Recorded information:

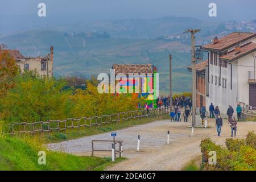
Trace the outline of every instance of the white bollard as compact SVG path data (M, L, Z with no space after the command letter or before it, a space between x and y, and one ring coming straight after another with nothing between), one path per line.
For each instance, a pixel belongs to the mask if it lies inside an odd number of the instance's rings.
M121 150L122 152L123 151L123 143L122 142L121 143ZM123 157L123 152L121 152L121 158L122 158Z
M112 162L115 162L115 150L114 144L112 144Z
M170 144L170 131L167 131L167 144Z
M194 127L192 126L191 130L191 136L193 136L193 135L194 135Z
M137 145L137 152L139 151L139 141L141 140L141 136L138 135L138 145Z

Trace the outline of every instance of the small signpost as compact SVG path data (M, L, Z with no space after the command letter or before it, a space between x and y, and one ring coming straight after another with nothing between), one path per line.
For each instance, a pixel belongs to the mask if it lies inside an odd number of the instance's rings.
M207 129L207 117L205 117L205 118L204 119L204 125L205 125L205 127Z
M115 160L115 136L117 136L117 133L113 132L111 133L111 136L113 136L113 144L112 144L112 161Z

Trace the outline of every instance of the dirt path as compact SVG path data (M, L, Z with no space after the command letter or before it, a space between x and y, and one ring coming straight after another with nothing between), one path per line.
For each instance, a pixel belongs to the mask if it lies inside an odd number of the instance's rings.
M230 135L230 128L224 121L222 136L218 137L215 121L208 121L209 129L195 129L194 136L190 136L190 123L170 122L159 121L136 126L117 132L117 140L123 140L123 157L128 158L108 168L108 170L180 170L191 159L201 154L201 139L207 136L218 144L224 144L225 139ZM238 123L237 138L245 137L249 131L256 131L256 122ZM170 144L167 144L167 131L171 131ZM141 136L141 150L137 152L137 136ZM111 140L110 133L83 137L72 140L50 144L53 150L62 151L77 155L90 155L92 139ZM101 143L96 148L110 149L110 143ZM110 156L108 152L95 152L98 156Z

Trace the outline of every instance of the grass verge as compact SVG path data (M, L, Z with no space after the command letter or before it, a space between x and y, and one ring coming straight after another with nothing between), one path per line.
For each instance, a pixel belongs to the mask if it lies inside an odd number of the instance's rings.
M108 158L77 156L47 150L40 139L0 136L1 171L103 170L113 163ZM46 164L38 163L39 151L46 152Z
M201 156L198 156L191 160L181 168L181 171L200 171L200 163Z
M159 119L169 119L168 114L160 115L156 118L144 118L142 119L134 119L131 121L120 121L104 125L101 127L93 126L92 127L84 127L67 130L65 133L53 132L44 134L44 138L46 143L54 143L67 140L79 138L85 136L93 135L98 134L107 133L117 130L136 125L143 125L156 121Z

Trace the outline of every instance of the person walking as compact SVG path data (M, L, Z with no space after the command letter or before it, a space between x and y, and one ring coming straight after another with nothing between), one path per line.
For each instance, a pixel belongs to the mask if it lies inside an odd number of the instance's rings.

---

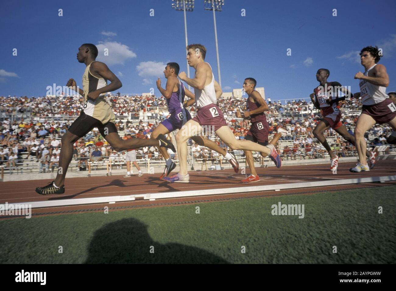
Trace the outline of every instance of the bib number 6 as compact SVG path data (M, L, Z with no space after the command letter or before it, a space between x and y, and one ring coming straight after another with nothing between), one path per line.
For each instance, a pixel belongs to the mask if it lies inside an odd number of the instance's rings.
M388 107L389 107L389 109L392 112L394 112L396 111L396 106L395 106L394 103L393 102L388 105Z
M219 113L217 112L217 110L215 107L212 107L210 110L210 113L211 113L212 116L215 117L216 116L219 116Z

* * *

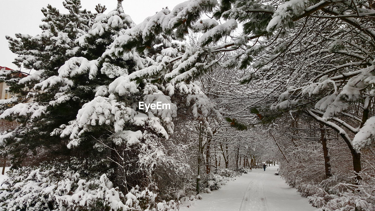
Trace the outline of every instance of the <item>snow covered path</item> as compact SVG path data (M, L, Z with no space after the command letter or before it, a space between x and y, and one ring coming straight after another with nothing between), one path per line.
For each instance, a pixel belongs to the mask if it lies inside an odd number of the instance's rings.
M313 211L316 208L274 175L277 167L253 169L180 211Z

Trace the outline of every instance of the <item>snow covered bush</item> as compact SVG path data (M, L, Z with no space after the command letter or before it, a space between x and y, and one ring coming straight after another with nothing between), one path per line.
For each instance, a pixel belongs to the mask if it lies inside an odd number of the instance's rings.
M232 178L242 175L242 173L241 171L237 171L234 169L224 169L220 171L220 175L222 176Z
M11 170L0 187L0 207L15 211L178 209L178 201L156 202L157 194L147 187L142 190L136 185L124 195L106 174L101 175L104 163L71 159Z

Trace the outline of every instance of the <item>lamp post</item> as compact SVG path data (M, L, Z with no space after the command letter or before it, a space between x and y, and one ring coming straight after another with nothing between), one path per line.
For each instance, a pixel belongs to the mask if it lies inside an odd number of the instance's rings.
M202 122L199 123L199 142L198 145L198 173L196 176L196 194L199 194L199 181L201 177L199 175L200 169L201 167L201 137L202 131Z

Required work:
Render the part of the data that opens with the line containing "Trace the outline of every instance of the grass" and closes with the line containing "M159 119L169 119L168" as a Markdown table with two columns, Row and Line. Give each line its own numbered row, and leave out blank lines.

Completed exercise:
| Row | Line |
|---|---|
| 1 | Trace the outline of every instance of the grass verge as compact SVG path data (M, L, Z with no space after the command letter or before it, a space between x and y, and one ring coming straight after another with nothing between), one path per line. |
| 2 | For each instance, a pixel belongs to the mask if it lies inside an odd number of the instance's rings. |
| 3 | M108 158L77 156L47 150L40 139L0 136L1 171L103 170L113 163ZM46 164L38 163L39 151L46 152Z |
| 4 | M201 156L198 156L191 160L181 168L181 171L200 171L200 163Z |
| 5 | M159 119L169 119L168 114L160 115L156 118L144 118L142 119L134 119L131 121L120 121L104 125L101 127L93 126L92 127L84 127L67 130L65 133L53 132L44 134L44 138L46 143L54 143L67 140L79 138L85 136L93 135L98 134L107 133L117 130L136 125L143 125L156 121Z |